Votre tâche:
Poursuivez le texte ci-dessous sur Senghor et Omar Blondin Diop, en reprenant juste après sa dernière phrase.

Extrait du texte:
<<<<
Le dilemme sénégalais : Senghor le préfet ou Blondin le révolutionnaire

Léopold Sédar Senghor et Omar Blondin Diop se ressemblent sur certains points mais, essentiellement, ils représentent deux Sénégal. Les deux sont passés par Louis Le Grand et l’ENS. Senghor a vécu longtemps et est mort dans son pays de cœur, la France. Blondin, quant à lui, est mort en prison, incarcéré sur les ordres du premier ; il perd la vie âgé d’à peine 26 ans. À travers le parcours de ces deux hommes, c’est l’histoire d’une nation sous emprise qui se déroule.

Même lycée, même école, mais l’âme, elle, ne peut être double. Senghor a laissé derrière lui des millions de Sénégalais assoiffés de justice et de changement après plus d’un siècle de déshumanisation et de domination. En choisissant la continuité de l’horreur, il s’est constitué en tant qu’étendard de l’indécence et pourfendeur de l’indépendance. Quelle pire trahison pour un homme d’État que de pervertir la volonté du peuple ? Senghor a dirigé pendant vingt ans (1960-1980), un pays qu’il n’aimait pas et qu’il transforma en un simple potentat.

Blondin est mort dans l’oubli, sur l’île qui a vu tant d’hommes partir et mourir parce qu’un homme qui leur ressemblait n’a vu en eux qu’une rente et rien d’autre. La comparaison est légitime parce que c’est ce qu’il fut, vendu ; vendu par un homme que ce mot définit plus que tout autre. Le président poète maîtrisait les mots, mais apparemment pas assez pour en mettre sur le drame que fut sa médiocre existence. Blondin appartenait à cette génération pour qui les lendemains semblaient être ceux de tous les possibles et cela, malgré la balkanisation du continent africain.
>>>>
Enregistrements de pointage d'objets sur photos:
<<<<
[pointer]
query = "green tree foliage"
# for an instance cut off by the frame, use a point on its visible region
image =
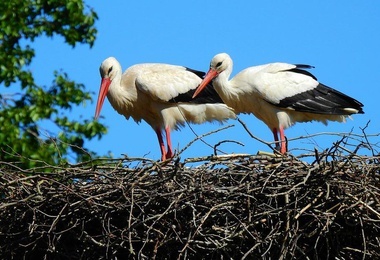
(22, 114)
>>>>
Résultat:
Contrairement à Senghor, Blondin n’a pas renié l’intérieur au contact de l’extérieur. Bien que riche de sa formation occidentale, Blondin n’a jamais minoré son identité originelle au profit de celle qu’il étudiait lors de ses années parisiennes. Comme Baidy Kathie Pam à son époque (suite à une punition qui était une humiliation pour lui, le Sénégalais avait tué un administrateur, Abel Jeandet. Il a fini exécuté sur la place publique en 1890), Blondin n’a pas supporté les injustices dont son peuple était victime. Il a payé de sa vie, sa défiance et son patriotisme. C’est triste à dire, mais jusqu’à aujourd’hui, il semble que dans certains pays d’Afrique, aimer son pays soit un crime. Comment ne pas penser à tous ses prisonniers politiques qui croupissent dans les geôles du pouvoir quand est mentionné le nom de Blondin ?

Triste réalité qu’est la nôtre. En contrastant les parcours de Senghor et Blondin, nous remarquons une stricte distinction entre les élites corrompues et les opposants convaincus. Les actions de Blondin s’inscrivent dans un élan protestataire mondial. Aux États-Unis, la lutte pour les droits civiques bat son plein avec l’essor du mouvement des Black Panthers, en Amérique latine et au Moyen Orient, les mouvements de libération pullulent et dominent la scène politique. La gauche radicale est parfois terroriste. La contestation n’a jamais été aussi frontale et violente. Véritable révolutionnaire, Blondin est devenu le symbole d’une jeunesse sénégalaise tenue en laisse par un régime répressif.

Senghor, lui, n’est qu’un parfait produit de la colonisation. Celui qui est mort dans sa chère Normandie a toujours vu le Sénégal comme un frein à la réalisation de son universalisme francophile. Déjà en 1946, il énonçait devant l’Assemblée nationale française, dont il était membre, son souhait de faire des colonies des territoires autonomes membres d’une fédération qui serait bien sûr sous la coupole de la France. Il n’était pas seul, Césaire partageait aussi avec lui ce souhait. C’est bien connu, les nègres ne peuvent se diriger eux-mêmes.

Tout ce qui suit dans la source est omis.